La salle de la commission des affaires culturelles
La salle de la commission des affaires culturelles All rights reserved

Ancien président de la commission des Affaires économiques de 2002 à 2010, Patrick Ollier (LR) a régné sur sa commission. Le règlement de l’Assemblée lui en donnait les moyens, explique-t-il :

« Le président a tous les pouvoirs pour faire fonctionner sa commission. Il peut convoquer des ministres en audition, déclencher des commissions d’enquête, intervenir dans le processus d’élaboration de la loi. À condition qu’il veuille le faire… »

Un souverain

Ces prérogatives étendues, qu’il exerce sans avoir à en référer au président de l’Assemblée, lui permettent de « dialoguer » avec le gouvernement, parfois de manière musclée :

« En pleine discussion d’une proposition de loi sur l’urbanisme commercial, Bercy sort une circulaire débloquant 500 000 m2 de droits à construire. J’ai appelé le ministre, Luc Châtel, et je lui ai dit que j’allais le convoquer pour une audition devant la commission, et que cela se passerait mal, sauf si cette circulaire était retirée. Elle a été modifiée dans la semaine »,  raconte Patrick Ollier

Les présidents les plus interventionnistes gardent un œil sur les travaux de leurs rapporteurs. Patrick Ollier relisait les rapports avant publication. François Brottes suivait les sujets sensibles, auditionnant les parties prenantes en amont des discussions :

« Sur les sujets les plus rugueux, j’essaie d’avoir ma propre idée avant d’échanger avec le rapporteur. Il m’est arrivé d’organiser des réunions pour voir quel était le point d’atterrissage et m’assurer que nous avions tous bien compris la même chose », racontait-il avant de quitter son poste.

Les présidents interviennent peu, en revanche, dans la gestion des fonctionnaires de la commission, qui sont protégés. Cette mission est du ressort du chef de secrétariat.

-.-.-

• **OBJECTIF**: Restituez l'intégralité de l'extrait sur les présidents de commission à l'Assemblée, sans y changer un seul mot. Ces enregistrements ne servent pas ici.

(Enregistrements du jeu de données de pointage)
-.-.-

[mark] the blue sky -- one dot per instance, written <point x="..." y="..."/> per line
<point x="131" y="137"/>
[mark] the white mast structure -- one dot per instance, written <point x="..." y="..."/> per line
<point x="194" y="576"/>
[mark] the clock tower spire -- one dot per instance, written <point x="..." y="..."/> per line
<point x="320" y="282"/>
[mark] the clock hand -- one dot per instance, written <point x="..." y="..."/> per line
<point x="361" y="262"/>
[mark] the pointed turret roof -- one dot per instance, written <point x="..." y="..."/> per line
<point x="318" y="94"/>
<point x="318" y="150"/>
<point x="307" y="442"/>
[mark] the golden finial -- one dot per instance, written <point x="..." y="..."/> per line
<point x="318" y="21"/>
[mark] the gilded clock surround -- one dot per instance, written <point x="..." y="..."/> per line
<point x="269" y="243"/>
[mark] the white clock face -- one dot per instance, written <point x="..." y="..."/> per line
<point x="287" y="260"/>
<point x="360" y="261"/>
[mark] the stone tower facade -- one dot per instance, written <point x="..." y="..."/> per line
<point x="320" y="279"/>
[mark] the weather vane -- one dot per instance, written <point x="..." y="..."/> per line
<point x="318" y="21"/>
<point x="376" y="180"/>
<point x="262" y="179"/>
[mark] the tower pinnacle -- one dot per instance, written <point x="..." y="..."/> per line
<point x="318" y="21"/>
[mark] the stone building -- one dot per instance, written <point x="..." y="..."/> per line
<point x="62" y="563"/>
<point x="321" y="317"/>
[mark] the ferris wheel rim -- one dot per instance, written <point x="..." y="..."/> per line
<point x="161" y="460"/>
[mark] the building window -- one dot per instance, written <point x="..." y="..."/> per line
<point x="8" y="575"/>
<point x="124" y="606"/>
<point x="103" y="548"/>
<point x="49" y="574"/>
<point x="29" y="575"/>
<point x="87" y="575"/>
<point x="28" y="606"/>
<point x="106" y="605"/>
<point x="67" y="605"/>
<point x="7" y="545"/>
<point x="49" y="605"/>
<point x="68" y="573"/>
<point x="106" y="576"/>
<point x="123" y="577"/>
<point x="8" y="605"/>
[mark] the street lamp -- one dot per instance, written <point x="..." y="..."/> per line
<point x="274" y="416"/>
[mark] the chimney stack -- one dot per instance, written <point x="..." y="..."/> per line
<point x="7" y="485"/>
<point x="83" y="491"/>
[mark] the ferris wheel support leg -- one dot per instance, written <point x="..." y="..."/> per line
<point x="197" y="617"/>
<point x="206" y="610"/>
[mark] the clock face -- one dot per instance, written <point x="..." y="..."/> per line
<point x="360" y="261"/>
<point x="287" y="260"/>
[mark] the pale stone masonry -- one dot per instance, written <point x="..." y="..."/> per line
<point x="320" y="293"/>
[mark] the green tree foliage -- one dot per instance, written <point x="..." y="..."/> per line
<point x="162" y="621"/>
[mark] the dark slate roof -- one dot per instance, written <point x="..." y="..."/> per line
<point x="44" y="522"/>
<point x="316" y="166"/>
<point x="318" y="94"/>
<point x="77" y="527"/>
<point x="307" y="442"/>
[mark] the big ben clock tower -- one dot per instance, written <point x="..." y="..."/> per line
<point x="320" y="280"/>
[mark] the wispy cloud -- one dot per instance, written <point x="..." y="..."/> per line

-.-.-

• **CORRIGÉ**:
La salle de la commission des affaires culturelles
La salle de la commission des affaires culturelles All rights reserved

Ancien président de la commission des Affaires économiques de 2002 à 2010, Patrick Ollier (LR) a régné sur sa commission. Le règlement de l’Assemblée lui en donnait les moyens, explique-t-il :

« Le président a tous les pouvoirs pour faire fonctionner sa commission. Il peut convoquer des ministres en audition, déclencher des commissions d’enquête, intervenir dans le processus d’élaboration de la loi. À condition qu’il veuille le faire… »

Un souverain

Ces prérogatives étendues, qu’il exerce sans avoir à en référer au président de l’Assemblée, lui permettent de « dialoguer » avec le gouvernement, parfois de manière musclée :

« En pleine discussion d’une proposition de loi sur l’urbanisme commercial, Bercy sort une circulaire débloquant 500 000 m2 de droits à construire. J’ai appelé le ministre, Luc Châtel, et je lui ai dit que j’allais le convoquer pour une audition devant la commission, et que cela se passerait mal, sauf si cette circulaire était retirée. Elle a été modifiée dans la semaine »,  raconte Patrick Ollier

Les présidents les plus interventionnistes gardent un œil sur les travaux de leurs rapporteurs. Patrick Ollier relisait les rapports avant publication. François Brottes suivait les sujets sensibles, auditionnant les parties prenantes en amont des discussions :

« Sur les sujets les plus rugueux, j’essaie d’avoir ma propre idée avant d’échanger avec le rapporteur. Il m’est arrivé d’organiser des réunions pour voir quel était le point d’atterrissage et m’assurer que nous avions tous bien compris la même chose », racontait-il avant de quitter son poste.

Les présidents interviennent peu, en revanche, dans la gestion des fonctionnaires de la commission, qui sont protégés. Cette mission est du ressort du chef de secrétariat.